[Natural language region descriptions]
──────

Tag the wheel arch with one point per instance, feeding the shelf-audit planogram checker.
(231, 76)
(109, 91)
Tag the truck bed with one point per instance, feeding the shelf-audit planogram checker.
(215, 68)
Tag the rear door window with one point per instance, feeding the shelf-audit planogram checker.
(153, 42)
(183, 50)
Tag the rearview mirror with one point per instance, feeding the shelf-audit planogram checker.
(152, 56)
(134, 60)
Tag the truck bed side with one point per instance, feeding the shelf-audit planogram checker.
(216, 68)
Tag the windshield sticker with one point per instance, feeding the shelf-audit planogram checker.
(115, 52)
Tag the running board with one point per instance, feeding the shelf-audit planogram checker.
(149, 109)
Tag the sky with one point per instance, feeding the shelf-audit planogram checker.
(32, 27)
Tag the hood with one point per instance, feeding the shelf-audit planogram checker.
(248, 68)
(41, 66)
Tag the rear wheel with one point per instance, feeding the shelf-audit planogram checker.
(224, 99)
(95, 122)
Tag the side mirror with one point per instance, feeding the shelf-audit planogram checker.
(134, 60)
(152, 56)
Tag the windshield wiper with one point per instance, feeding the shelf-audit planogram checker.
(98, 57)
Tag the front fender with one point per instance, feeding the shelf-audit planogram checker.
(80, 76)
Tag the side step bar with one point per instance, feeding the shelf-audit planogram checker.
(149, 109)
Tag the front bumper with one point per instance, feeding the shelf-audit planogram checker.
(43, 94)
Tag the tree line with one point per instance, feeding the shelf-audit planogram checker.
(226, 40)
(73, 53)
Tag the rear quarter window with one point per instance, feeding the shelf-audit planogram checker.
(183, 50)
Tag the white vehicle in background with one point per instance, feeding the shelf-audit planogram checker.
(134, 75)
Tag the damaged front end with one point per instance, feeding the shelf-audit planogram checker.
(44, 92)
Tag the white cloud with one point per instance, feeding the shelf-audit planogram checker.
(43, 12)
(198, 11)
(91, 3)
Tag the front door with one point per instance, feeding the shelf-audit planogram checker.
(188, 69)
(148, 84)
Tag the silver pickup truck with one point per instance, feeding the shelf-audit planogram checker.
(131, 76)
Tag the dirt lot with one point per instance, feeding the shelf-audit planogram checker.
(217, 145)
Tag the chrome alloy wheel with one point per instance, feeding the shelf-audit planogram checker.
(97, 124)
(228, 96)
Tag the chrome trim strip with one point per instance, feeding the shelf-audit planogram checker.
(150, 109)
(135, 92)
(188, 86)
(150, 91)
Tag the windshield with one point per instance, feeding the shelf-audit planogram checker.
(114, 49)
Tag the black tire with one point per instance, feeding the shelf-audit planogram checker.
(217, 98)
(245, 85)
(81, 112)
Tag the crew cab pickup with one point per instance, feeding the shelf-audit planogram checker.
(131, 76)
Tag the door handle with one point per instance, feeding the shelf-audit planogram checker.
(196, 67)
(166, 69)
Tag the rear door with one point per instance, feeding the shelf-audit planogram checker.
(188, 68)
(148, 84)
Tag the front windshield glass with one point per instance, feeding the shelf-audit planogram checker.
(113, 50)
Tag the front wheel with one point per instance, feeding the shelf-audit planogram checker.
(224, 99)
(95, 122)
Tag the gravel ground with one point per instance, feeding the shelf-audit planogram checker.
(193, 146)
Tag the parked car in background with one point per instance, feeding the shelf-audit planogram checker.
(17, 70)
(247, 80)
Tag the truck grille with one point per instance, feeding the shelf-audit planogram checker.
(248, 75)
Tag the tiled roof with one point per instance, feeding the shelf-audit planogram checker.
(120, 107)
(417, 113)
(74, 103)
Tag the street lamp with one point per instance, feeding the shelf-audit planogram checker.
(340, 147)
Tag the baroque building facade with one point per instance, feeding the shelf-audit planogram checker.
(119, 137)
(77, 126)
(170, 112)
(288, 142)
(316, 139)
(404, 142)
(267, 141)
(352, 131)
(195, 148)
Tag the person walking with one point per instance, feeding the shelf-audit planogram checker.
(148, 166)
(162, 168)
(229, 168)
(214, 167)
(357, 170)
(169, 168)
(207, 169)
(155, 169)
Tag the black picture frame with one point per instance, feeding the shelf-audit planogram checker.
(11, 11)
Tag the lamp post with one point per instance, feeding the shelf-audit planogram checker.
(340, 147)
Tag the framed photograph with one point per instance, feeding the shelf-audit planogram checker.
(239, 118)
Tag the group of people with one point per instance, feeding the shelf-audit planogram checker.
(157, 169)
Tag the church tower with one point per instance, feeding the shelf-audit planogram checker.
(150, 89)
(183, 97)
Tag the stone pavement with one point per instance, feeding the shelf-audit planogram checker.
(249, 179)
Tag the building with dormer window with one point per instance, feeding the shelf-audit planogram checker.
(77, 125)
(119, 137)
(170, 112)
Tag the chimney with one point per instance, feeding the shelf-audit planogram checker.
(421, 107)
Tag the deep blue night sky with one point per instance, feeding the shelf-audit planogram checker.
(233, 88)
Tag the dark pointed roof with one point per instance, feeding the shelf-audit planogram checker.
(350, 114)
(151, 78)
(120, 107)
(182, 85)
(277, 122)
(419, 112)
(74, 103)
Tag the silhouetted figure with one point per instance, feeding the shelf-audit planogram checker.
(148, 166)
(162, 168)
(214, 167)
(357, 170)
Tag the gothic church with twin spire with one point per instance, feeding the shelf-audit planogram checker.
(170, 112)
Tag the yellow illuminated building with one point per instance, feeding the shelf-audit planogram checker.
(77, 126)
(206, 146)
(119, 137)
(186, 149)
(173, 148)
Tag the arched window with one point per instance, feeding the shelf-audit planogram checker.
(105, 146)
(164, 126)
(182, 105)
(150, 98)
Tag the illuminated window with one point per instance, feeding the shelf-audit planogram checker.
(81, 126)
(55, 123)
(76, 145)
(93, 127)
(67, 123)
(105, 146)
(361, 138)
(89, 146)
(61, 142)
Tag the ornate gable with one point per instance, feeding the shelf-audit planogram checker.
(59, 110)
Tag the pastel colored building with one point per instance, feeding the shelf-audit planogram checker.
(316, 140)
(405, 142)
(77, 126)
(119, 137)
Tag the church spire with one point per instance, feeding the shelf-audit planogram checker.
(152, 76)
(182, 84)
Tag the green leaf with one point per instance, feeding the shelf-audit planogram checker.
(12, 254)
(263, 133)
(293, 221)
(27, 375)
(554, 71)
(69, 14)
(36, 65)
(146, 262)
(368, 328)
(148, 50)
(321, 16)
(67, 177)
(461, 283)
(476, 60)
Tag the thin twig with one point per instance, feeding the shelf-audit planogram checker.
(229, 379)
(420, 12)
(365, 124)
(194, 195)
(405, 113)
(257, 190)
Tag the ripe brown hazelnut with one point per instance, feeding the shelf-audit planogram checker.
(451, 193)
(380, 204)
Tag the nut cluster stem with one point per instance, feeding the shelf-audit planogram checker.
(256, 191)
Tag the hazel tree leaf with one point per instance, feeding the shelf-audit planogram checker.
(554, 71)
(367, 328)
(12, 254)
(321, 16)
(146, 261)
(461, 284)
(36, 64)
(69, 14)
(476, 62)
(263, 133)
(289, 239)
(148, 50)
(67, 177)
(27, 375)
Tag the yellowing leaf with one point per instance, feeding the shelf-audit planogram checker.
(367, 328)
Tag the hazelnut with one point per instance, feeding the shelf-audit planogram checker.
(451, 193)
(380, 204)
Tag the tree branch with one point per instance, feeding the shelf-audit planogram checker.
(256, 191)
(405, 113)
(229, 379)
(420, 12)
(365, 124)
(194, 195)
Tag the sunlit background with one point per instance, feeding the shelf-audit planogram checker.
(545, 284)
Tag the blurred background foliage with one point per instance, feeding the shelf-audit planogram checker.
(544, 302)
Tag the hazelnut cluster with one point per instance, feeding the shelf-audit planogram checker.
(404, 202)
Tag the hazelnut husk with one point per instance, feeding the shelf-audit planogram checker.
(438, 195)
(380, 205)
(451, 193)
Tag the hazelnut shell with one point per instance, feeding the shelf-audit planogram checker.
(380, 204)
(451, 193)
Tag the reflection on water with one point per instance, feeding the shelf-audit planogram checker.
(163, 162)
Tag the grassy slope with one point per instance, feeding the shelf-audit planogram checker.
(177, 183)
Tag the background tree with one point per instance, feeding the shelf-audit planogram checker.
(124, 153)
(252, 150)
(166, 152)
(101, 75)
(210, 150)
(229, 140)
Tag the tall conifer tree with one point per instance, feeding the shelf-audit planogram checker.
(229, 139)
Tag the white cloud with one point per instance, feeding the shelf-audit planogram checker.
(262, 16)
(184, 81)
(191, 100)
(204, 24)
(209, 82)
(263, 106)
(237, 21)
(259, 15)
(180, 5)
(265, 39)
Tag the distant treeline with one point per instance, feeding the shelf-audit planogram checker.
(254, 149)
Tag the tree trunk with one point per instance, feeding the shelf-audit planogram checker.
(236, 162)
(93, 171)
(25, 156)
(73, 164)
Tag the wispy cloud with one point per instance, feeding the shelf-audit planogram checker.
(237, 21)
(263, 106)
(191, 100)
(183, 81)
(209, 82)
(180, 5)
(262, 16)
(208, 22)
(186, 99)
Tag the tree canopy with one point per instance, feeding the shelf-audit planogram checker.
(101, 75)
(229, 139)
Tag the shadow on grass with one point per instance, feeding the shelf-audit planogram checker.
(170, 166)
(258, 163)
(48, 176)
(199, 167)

──────

> Task details
Starting at the line that contains "Tag the tree trunk", copy every line down to the last line of the records above, exactly as written.

> Solved exercise
Tag the tree trunk with one point per instance, feeding the shelf-audit planogram checker.
(236, 162)
(93, 171)
(25, 156)
(73, 164)
Tag the wispy cloud with one point per instance, feeding the shelf-audit planogram checker.
(237, 21)
(263, 106)
(191, 100)
(183, 81)
(209, 82)
(180, 5)
(262, 16)
(208, 22)
(186, 99)
Tag the tree canopy with one point per instance, feeding the shelf-audit planogram checker.
(101, 75)
(229, 139)
Tag the shadow on grass with one point per instance, feeding the shelf-audit planogram checker.
(170, 166)
(258, 163)
(48, 176)
(199, 167)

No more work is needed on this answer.